Using the data below, return every line that holds the word "grain".
********
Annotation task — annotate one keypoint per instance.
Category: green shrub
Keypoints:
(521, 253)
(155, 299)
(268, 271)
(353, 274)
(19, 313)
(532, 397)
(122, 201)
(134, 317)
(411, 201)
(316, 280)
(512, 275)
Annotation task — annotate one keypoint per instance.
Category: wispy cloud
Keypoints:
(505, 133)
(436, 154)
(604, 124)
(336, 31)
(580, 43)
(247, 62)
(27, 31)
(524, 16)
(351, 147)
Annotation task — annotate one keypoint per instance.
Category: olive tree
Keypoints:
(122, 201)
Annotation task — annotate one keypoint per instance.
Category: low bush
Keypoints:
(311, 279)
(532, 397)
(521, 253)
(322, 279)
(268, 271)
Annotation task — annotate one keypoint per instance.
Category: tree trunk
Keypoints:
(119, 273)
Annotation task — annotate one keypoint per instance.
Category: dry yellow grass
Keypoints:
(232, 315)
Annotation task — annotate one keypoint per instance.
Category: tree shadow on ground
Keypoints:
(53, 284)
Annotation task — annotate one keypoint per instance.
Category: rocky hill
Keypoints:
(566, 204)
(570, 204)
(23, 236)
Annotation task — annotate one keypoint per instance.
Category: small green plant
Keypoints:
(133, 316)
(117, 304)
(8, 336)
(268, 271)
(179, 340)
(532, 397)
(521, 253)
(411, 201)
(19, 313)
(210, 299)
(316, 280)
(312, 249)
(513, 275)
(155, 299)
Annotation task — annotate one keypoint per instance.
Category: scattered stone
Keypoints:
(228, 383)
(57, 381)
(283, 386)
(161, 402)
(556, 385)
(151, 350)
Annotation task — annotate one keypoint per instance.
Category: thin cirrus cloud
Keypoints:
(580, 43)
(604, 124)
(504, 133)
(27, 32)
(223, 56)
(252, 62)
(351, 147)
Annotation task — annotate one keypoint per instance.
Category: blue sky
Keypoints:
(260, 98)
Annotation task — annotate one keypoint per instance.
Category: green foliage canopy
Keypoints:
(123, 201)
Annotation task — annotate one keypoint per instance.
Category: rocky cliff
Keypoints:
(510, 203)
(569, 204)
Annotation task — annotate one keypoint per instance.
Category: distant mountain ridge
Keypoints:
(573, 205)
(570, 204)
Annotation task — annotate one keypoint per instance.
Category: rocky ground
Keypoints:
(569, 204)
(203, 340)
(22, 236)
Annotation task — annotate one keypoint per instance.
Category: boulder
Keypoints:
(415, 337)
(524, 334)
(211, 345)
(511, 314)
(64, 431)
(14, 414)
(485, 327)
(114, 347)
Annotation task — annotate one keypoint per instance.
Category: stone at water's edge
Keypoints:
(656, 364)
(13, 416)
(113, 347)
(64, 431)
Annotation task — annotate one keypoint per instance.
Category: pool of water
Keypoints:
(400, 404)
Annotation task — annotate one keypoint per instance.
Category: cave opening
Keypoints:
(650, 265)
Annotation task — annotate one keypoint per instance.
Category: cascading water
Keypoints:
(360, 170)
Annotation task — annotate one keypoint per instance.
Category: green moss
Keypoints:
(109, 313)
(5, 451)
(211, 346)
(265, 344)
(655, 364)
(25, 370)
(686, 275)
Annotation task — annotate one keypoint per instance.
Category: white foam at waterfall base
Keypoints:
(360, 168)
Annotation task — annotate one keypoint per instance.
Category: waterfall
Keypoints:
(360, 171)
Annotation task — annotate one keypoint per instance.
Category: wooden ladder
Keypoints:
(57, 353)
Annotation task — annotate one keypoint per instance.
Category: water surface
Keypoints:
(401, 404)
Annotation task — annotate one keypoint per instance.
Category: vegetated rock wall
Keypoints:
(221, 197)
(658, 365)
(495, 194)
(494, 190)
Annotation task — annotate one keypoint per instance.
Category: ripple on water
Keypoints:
********
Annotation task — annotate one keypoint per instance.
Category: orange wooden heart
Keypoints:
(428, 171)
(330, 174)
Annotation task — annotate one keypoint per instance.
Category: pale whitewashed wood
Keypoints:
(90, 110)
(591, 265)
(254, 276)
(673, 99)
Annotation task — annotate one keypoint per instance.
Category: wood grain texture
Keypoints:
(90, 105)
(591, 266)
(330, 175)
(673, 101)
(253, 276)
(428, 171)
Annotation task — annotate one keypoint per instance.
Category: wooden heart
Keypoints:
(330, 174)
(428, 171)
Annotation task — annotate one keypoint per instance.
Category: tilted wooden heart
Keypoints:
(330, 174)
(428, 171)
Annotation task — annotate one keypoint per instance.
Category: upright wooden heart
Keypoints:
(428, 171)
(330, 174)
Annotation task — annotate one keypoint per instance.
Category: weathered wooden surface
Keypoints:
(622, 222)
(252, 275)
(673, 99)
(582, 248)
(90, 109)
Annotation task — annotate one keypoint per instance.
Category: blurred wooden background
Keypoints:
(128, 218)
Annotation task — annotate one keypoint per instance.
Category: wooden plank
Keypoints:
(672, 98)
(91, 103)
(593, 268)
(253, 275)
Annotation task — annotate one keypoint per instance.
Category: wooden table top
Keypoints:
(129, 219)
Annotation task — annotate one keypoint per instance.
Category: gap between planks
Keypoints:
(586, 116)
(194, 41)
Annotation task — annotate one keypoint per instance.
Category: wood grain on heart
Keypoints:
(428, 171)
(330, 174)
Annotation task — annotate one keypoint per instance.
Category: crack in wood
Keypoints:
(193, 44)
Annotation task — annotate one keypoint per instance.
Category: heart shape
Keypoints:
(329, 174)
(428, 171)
********
● RESPONSE
Category: wood grain texture
Category: wood grain on heart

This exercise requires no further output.